### [AIM OF THE TASK]
Repeat each record below exactly, dropping the pictures.

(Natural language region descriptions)

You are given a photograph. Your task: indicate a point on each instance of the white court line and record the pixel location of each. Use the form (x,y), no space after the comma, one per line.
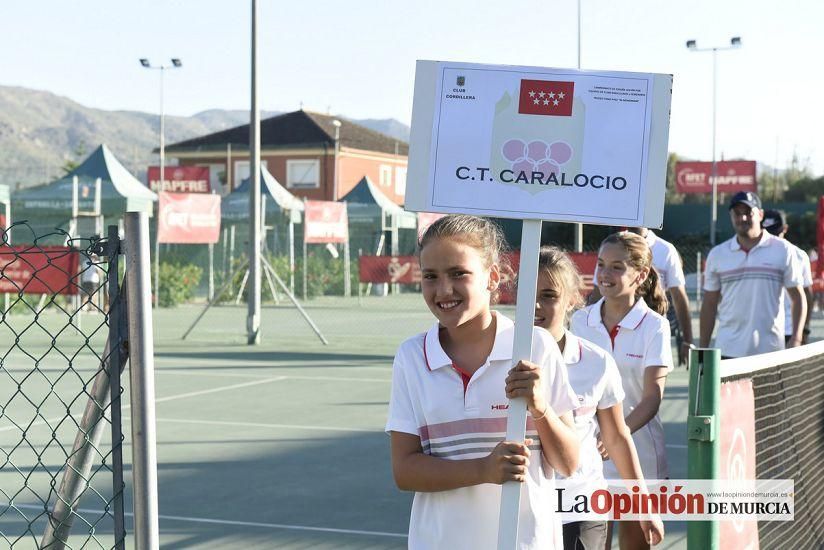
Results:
(220,389)
(289,376)
(239,523)
(341,378)
(263,425)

### [EXERCISE OUTPUT]
You are given a photograph. Your task: indicate a point on each instance of the white court line and record the pixel location of each. Use the form (x,y), no space after the comma, one per line.
Results:
(220,389)
(289,376)
(239,523)
(341,378)
(263,425)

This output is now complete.